Outline labeling records:
______________________________
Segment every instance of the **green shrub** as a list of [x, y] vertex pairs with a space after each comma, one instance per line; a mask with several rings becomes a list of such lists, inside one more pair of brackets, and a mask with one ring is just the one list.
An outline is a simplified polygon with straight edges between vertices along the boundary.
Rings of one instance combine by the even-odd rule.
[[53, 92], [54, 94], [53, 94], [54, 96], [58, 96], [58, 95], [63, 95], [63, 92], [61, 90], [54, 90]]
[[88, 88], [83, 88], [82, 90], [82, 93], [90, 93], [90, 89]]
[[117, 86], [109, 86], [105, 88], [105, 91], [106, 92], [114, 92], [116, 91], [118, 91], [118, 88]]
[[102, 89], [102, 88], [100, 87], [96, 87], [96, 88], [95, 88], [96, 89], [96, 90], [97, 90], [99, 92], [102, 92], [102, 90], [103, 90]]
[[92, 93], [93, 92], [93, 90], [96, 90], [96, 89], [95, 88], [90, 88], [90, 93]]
______________________________
● **GOAL OF THE EXERCISE**
Can you copy out every one of the records above word for word, keeping each line and character unchanged?

● **TASK ANSWER**
Segment every instance of the **green shrub** as a list of [x, y] vertex pairs with a space after each comma, one instance per line; a mask with several rings becomes a list of such lists, inside one more pair of brackets, and a mask with one ring is just the one list.
An outline is a simplified polygon with straight edges between vertices along the boundary.
Rings of one instance combine by the even-odd rule.
[[53, 92], [54, 94], [53, 94], [54, 96], [58, 96], [58, 95], [63, 95], [63, 92], [61, 90], [54, 90]]
[[88, 88], [83, 88], [82, 90], [82, 93], [90, 93], [90, 89]]
[[117, 86], [109, 86], [105, 88], [105, 91], [106, 92], [114, 92], [116, 91], [118, 91], [118, 88]]
[[102, 89], [102, 88], [100, 87], [96, 87], [96, 88], [95, 88], [96, 89], [96, 90], [97, 90], [99, 92], [102, 92], [102, 90], [103, 90]]
[[92, 93], [93, 92], [93, 90], [96, 90], [96, 89], [95, 88], [90, 88], [90, 93]]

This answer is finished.